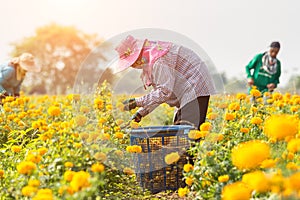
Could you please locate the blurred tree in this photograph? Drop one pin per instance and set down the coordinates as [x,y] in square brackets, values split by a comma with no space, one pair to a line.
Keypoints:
[61,50]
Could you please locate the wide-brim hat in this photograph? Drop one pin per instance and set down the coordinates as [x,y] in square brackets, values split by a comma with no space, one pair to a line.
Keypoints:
[26,61]
[129,50]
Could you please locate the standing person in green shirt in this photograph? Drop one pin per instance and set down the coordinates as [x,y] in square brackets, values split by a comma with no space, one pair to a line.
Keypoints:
[266,70]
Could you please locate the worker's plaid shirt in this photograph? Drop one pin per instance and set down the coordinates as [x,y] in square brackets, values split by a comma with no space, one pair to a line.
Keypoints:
[178,77]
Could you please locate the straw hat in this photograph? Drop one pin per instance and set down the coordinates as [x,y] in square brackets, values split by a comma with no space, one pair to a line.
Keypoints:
[129,50]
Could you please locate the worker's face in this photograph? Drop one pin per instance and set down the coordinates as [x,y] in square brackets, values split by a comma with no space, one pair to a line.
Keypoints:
[274,52]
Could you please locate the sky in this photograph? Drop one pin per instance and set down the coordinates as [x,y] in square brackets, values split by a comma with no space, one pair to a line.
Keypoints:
[231,32]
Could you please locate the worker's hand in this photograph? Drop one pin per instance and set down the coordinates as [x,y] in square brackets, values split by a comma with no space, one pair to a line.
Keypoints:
[271,86]
[250,81]
[137,117]
[129,104]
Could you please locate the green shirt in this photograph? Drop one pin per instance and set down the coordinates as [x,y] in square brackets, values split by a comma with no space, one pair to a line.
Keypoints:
[261,77]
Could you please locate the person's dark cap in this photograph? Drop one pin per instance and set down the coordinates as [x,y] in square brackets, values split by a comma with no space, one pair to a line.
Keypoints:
[275,45]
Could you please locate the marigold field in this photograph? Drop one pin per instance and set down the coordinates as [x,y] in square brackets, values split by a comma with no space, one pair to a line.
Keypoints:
[75,147]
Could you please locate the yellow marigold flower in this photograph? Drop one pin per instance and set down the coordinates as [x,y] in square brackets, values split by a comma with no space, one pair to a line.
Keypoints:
[294,145]
[183,191]
[26,167]
[80,180]
[255,93]
[101,157]
[212,116]
[80,120]
[105,136]
[234,106]
[244,130]
[84,109]
[29,191]
[68,175]
[16,149]
[223,178]
[34,183]
[69,164]
[292,166]
[241,96]
[281,126]
[119,153]
[294,108]
[276,96]
[42,151]
[269,163]
[189,181]
[128,171]
[256,120]
[97,167]
[99,104]
[44,194]
[188,167]
[172,158]
[206,126]
[257,181]
[230,116]
[119,135]
[251,154]
[54,111]
[236,191]
[134,124]
[294,181]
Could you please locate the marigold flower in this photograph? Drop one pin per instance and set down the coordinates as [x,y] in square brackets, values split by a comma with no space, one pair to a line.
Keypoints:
[257,181]
[119,135]
[172,158]
[98,167]
[80,180]
[69,164]
[128,171]
[292,166]
[101,157]
[43,194]
[183,191]
[34,183]
[223,178]
[230,116]
[206,126]
[251,154]
[294,181]
[294,145]
[234,106]
[29,191]
[26,167]
[236,191]
[241,96]
[256,120]
[188,167]
[68,175]
[16,149]
[268,163]
[244,130]
[281,126]
[54,111]
[42,151]
[80,120]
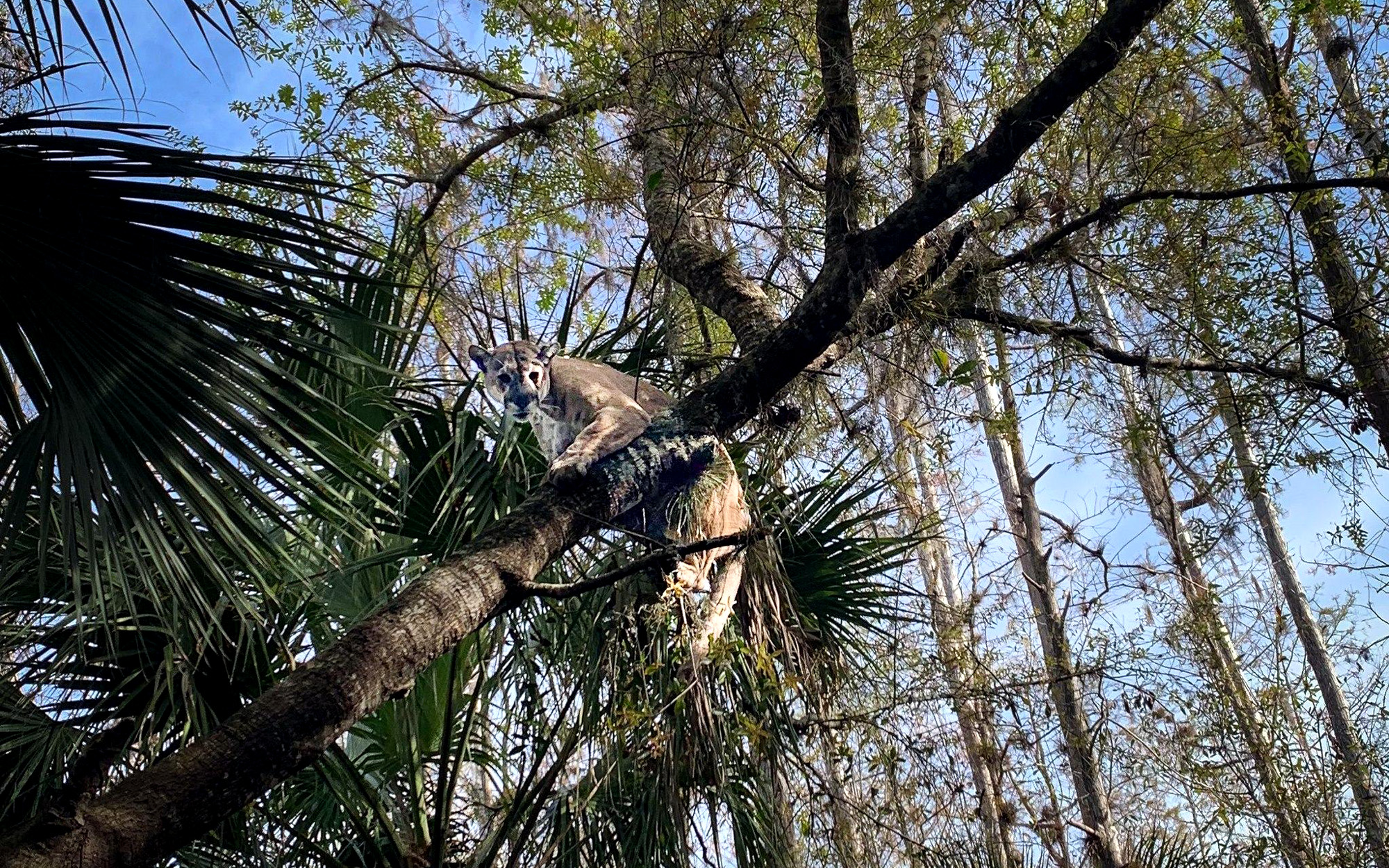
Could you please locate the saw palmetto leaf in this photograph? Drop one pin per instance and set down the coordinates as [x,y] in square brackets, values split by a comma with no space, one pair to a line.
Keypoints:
[148,299]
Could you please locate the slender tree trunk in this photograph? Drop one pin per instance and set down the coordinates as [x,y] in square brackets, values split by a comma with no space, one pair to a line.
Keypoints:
[1352,308]
[949,617]
[1219,658]
[1338,52]
[1016,485]
[1345,735]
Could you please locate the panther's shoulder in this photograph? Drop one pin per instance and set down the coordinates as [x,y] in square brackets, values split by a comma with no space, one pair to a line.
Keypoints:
[599,385]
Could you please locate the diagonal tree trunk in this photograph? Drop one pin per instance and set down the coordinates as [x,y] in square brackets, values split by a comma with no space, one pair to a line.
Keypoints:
[159,810]
[1354,312]
[1349,746]
[949,616]
[1219,655]
[1017,487]
[1338,52]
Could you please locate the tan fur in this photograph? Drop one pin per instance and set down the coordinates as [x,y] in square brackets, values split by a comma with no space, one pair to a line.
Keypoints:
[584,412]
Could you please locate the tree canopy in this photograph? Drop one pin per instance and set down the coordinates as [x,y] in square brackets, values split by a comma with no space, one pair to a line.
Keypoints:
[1048,338]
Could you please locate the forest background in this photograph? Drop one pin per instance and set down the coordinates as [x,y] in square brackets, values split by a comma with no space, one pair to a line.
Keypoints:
[1076,515]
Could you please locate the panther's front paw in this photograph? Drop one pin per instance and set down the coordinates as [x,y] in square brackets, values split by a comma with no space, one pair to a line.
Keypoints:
[569,469]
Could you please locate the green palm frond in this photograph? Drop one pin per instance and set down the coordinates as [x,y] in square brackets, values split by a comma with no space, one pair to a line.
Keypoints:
[47,31]
[140,394]
[833,556]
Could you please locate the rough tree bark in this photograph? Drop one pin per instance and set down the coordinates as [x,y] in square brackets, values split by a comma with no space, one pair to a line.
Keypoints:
[949,615]
[1354,312]
[1219,656]
[1345,735]
[1017,490]
[159,810]
[1340,55]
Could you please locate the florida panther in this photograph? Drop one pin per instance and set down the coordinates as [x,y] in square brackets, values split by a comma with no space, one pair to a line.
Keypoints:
[584,412]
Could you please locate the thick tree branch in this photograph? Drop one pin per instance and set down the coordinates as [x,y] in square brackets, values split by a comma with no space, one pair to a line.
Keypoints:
[165,808]
[665,559]
[1112,206]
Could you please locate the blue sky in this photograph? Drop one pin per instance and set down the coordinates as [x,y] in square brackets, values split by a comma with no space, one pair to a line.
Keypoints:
[195,99]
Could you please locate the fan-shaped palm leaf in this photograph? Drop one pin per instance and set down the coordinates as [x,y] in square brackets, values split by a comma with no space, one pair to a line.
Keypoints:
[140,399]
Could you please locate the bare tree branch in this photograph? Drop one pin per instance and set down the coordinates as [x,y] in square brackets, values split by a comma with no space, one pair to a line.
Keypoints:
[665,559]
[540,124]
[1020,127]
[162,809]
[834,33]
[712,276]
[1112,206]
[1086,337]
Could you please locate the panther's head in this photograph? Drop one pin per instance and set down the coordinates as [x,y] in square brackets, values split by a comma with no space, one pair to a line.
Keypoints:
[516,374]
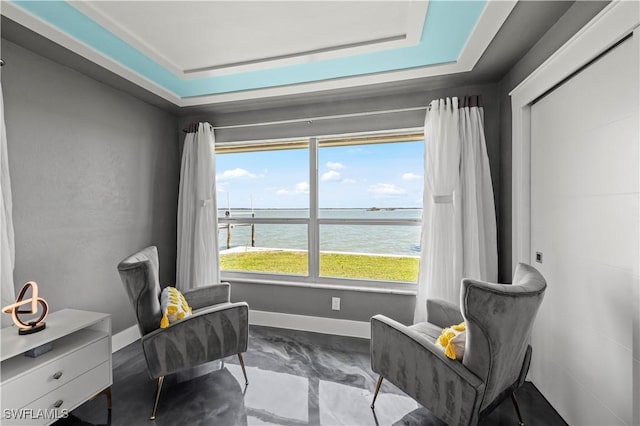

→ **What the task requires**
Report each line in the items above that contains the word "panther", matching case exactly.

→ **Answer to the task**
Could you please locate the panther's shoulder in this photograph? Drop one pin per instance and set down the coordinates as [x,y] in square brackets, values split by a comma with no space, one pair to a line.
Could you please locate the panther's front paw in this photograph? Drop one pin per instance and set down the coordinates as [x,y] in square brackets, values split by a comma with no space, one pair to a line.
Could you please locate the florida panther in this photograph? Drop one pin per instance and set down the coordinates as [x,y] in square brackets, values split by a comma with no space, one pair to a line.
Could you please locate the panther's head in this photograph? Drop one pin per instance and set down the coordinates as [x,y] in square brackets, values split by a comma with no space, one pair to a line.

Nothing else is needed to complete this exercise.